De récentes arrestations s’ajoutent à une série d’autres incidents au sein du monde universitaire israélien ayant pour but de réduire au silence et d’intimider les étudiants palestiniens, une pratique qui s’est intensifiée depuis le début de la guerre à Gaza
Des étudiants juifs israéliens sont armés de fusils d’assaut à la reprise des cours à l’Université Ben-Gourion, le 31 décembre 2023, après le report du début de l’année académique en raison de la guerre à Gaza (réseaux sociaux)

Le 31 décembre, environ 66 000 étudiants palestiniens ont regagné les universités israéliennes ou y ont entamé leur premier semestre, après que la rentrée académique a été reportée à trois reprises en raison de la guerre qui se poursuit à Gaza.

Ce qui constituait déjà pour les étudiants palestiniens une expérience difficile d’acclimatation à leur milieu universitaire est devenu une tâche dangereuse dans un climat de provocation constante à l’encontre de tous les citoyens arabes et palestiniens d’Israël. Depuis le 7 octobre, le gouvernement a fait savoir que « chaque citoyen palestinien a sa place dans le bus pour Gaza ».

Selon le dernier sondage réalisé par l’organisation Joint Coalition of Student Blocs (« coalition conjointe des blocs d’étudiants »), 76 % des étudiants arabes ne font pas confiance à l’administration de l’université ou de la faculté, et plus de 87 % d’entre eux ont le sentiment que leur sécurité a été mise à mal, avec un accord presque unanime sur le fait que l’atmosphère est hostile aux étudiants arabes.

Ce sondage intervient alors que des dizaines d’étudiants palestiniens des universités israéliennes ont été suspendus de leurs études depuis le début de la guerre et ont été envoyés devant des comités disciplinaires. Dans de nombreux cas, ils ont fait l’objet d’enquêtes policières et des actes d’accusation ont été déposés à leur encontre.

- DONNÉES:
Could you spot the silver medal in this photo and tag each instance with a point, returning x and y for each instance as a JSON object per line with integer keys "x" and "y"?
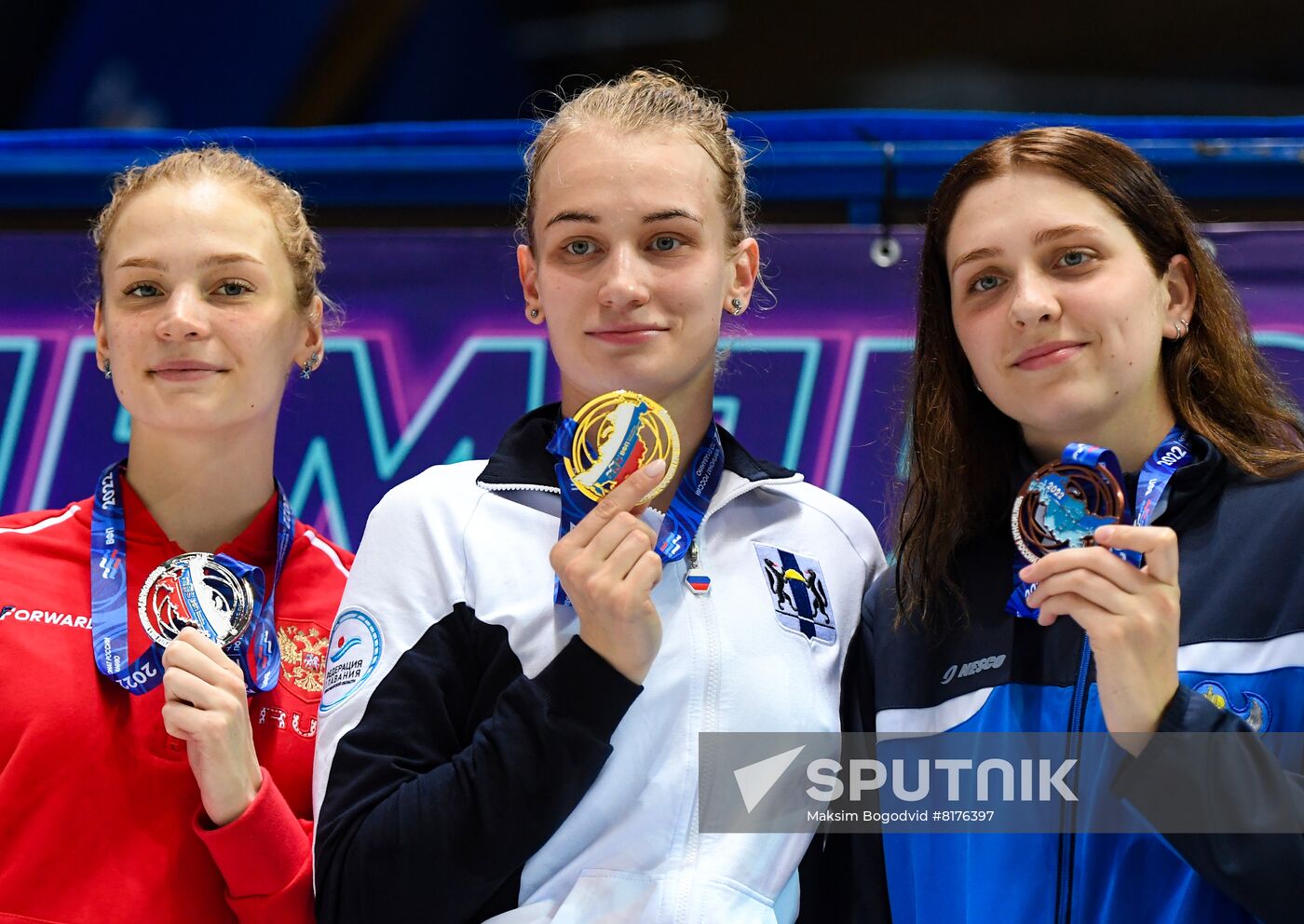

- CONSIGNES:
**1)** Reproduisez le passage de l'extrait allant de « Selon le dernier » jusqu'à « aux étudiants arabes. ».
**2)** D'après l'extrait, pourquoi la rentrée universitaire a-t-elle été repoussée avant le 31 décembre ? Répondez en une à trois phrases.
Les données n'ont aucun rôle à jouer ici.

- RÉPONSES DANS L'ORDRE:
**1)**
Selon le dernier sondage réalisé par l’organisation Joint Coalition of Student Blocs (« coalition conjointe des blocs d’étudiants »), 76 % des étudiants arabes ne font pas confiance à l’administration de l’université ou de la faculté, et plus de 87 % d’entre eux ont le sentiment que leur sécurité a été mise à mal, avec un accord presque unanime sur le fait que l’atmosphère est hostile aux étudiants arabes.

**2)** La rentrée académique a été reportée à trois reprises en raison de la guerre qui se poursuit à Gaza. C'est pourquoi environ 66 000 étudiants palestiniens n'ont regagné les universités israéliennes, ou entamé leur premier semestre, que le 31 décembre.